──────── Selected text ────────

Monday, November 14, 2011

Audio books-- Joseph Campbell

When we are on road trips, we often take audio books with us. Some are simply for pleasure. Others about subjects in which we have a particular interest. On the last trip we made over to Montana and Eastern Oregon, we took Man and Myth-- lectures by Joseph Campbell.


Joseph Campbell was a lecturer fascinated by cultures and mythology with an ability to link up stories with larger truths. His work has influenced a lot of writers and film makers because he understood not only the mythologies but their value to us. I had first read his books many years back as a way to understand deeper themes in writing, the kinds of things that make books into something more than pleasure while also adding to our understanding of life and ourselves.

Campbell wrote many many books and they are much encouraged for those who want to write. An example is his book, The Hero with a Thousand Faces, where he lays out the adventure of the hero, which is, after all, the basis of all good fiction and lasting mythologies.  There is the call to adventure, the departure into the adventure with the first threshold; then the initiation which requires a set of trials and finally the return which is the satisfactory ending where hopefully the reader as well as the adventurer has learned something valuable.

──────── Data lines ────────

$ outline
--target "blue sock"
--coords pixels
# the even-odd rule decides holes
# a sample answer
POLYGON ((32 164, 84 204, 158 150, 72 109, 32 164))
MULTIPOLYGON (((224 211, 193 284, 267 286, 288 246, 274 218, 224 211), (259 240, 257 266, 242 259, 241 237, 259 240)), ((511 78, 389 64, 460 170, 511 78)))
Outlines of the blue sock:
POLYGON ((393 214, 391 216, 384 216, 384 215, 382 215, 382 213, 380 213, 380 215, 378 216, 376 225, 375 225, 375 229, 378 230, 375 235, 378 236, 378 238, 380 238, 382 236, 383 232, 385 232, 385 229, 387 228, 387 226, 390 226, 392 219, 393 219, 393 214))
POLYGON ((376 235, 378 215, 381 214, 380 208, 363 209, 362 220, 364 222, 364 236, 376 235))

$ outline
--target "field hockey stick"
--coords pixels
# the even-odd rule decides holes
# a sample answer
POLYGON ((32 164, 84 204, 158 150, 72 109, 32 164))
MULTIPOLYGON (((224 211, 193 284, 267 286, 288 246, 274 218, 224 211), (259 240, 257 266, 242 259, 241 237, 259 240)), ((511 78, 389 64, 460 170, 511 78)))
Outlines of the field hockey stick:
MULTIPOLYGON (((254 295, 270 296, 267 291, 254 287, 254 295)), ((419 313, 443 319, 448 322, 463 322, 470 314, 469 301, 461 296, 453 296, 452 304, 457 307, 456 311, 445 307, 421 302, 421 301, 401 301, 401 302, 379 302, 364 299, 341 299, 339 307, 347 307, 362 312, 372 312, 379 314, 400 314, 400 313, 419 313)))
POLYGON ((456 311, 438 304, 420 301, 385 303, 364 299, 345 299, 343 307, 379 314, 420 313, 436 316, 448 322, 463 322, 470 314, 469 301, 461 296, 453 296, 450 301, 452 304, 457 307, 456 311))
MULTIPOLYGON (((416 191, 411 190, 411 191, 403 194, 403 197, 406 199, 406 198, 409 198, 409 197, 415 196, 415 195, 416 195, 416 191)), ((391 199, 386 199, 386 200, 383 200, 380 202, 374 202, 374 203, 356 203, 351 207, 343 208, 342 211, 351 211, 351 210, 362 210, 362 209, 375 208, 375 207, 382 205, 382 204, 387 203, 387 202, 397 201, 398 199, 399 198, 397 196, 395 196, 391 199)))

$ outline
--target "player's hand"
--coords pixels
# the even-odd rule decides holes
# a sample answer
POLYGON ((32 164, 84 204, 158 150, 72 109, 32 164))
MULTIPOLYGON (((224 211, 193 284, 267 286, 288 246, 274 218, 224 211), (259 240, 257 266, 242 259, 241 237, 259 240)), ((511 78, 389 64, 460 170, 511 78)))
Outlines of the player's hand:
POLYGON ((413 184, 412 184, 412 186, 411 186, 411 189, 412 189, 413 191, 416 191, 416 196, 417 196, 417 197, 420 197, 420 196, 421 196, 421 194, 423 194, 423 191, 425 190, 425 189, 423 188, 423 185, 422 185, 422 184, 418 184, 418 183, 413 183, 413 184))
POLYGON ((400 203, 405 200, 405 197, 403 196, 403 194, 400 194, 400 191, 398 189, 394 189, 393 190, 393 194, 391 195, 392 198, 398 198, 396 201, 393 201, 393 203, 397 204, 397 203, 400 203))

────────

▶ Task requirements
[1] In the blog post about Joseph Campbell, what did the writer take along on the last trip to Montana and Eastern Oregon?
[2] Decide whether each statement agrees with the blog post about Joseph Campbell, answering yes or no and quoting the words that decide it. (a) The writer first read Campbell's books only recently. (b) The Hero with a Thousand Faces lays out the adventure of the hero. (c) In the hero's adventure, the initiation requires a set of trials.
[3] Please return the blog post about Joseph Campbell from "Monday, November 14, 2011" up to and including "by Joseph Campbell.".

▶ Answers by task
[1] Man and Myth, a set of lectures by Joseph Campbell.

[2]
(a) No: "I had first read his books many years back"
(b) Yes: "An example is his book, The Hero with a Thousand Faces, where he lays out the adventure of the hero"
(c) Yes: "then the initiation which requires a set of trials"

[3]
Monday, November 14, 2011

Audio books-- Joseph Campbell

When we are on road trips, we often take audio books with us. Some are simply for pleasure. Others about subjects in which we have a particular interest. On the last trip we made over to Montana and Eastern Oregon, we took Man and Myth-- lectures by Joseph Campbell.